§ **Set exercise**:
Retype the line in which "In the picture above, where can the street" appears, then every line after it until the records end. Leave out the pictures.

§ **Available data**:
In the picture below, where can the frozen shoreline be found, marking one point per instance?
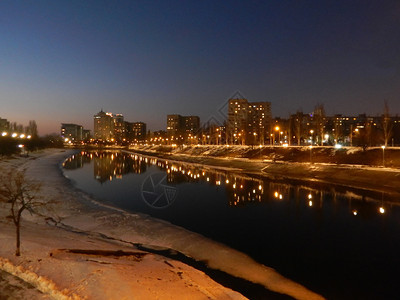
(78, 222)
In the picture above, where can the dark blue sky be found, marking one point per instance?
(62, 61)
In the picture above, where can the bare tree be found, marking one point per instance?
(386, 124)
(31, 129)
(297, 123)
(319, 122)
(21, 194)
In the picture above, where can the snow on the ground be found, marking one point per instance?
(83, 224)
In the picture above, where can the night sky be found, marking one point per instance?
(63, 61)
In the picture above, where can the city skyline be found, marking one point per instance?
(61, 62)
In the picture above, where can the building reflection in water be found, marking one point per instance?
(240, 189)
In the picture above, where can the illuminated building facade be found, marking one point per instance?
(4, 124)
(104, 126)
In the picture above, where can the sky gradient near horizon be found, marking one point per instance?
(63, 61)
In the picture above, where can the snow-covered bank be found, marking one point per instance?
(63, 275)
(78, 222)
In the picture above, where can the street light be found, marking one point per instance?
(279, 134)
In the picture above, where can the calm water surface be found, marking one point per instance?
(342, 243)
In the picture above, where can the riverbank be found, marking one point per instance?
(82, 249)
(275, 166)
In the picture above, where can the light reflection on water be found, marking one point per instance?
(308, 232)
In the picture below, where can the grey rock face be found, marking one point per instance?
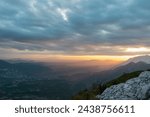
(134, 89)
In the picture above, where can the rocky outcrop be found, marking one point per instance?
(133, 89)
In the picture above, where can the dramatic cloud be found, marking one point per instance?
(80, 27)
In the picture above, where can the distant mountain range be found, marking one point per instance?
(145, 59)
(131, 65)
(33, 80)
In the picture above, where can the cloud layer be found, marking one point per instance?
(92, 27)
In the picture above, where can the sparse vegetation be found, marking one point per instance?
(90, 94)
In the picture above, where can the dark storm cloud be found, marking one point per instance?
(70, 26)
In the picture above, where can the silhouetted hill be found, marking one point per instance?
(111, 74)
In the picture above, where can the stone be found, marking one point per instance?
(134, 89)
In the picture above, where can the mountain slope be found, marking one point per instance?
(108, 75)
(137, 88)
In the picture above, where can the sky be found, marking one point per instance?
(74, 29)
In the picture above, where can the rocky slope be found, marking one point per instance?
(133, 89)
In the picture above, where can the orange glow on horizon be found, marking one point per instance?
(77, 58)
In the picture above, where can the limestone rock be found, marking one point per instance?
(133, 89)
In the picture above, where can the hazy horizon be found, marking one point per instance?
(75, 30)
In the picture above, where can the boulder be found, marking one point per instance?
(134, 89)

§ **Output below**:
In the picture above, where can the street light be found, marking one point per instance?
(279, 134)
In the picture above, where can the calm water surface be found, marking one point per instance?
(342, 243)
In the picture above, where can the riverbank be found, marking one point per instance?
(82, 249)
(275, 166)
In the picture above, where can the light reflection on water be found, marking one point per instance?
(308, 232)
In the picture below, where can the grey rock face be found, marking one point per instance?
(134, 89)
In the picture above, where can the rocky outcrop be found, marking one point per instance?
(133, 89)
In the picture above, where can the dramatic cloud be found, marking one point per instance?
(80, 27)
In the picture above, where can the distant mountain range be found, marking one point per instance?
(145, 59)
(131, 65)
(33, 80)
In the picture above, where can the cloud layer be found, marking one point per instance?
(92, 27)
In the picture above, where can the sparse vegetation be found, marking one point per instance?
(90, 94)
In the picture above, where can the dark storm cloud be found, marking one point per instance?
(70, 26)
In the picture above, where can the silhouetted hill be found, marking one point per instance?
(111, 74)
In the picture above, where can the stone be found, marking one point per instance?
(134, 89)
In the picture above, where can the mountain slope be found, marking one point per instance?
(108, 75)
(137, 88)
In the picture above, where can the sky be found, marking one point per instance?
(74, 29)
In the picture above, where can the rocky slope be found, marking one point per instance?
(133, 89)
In the picture above, where can the orange glow on horizon be found, marking one point per instance?
(77, 58)
In the picture above, where can the limestone rock be found, marking one point per instance?
(133, 89)
In the picture above, where can the hazy horizon be found, marking one point per instance?
(75, 30)
In the picture above, where can the boulder be found, marking one point per instance?
(134, 89)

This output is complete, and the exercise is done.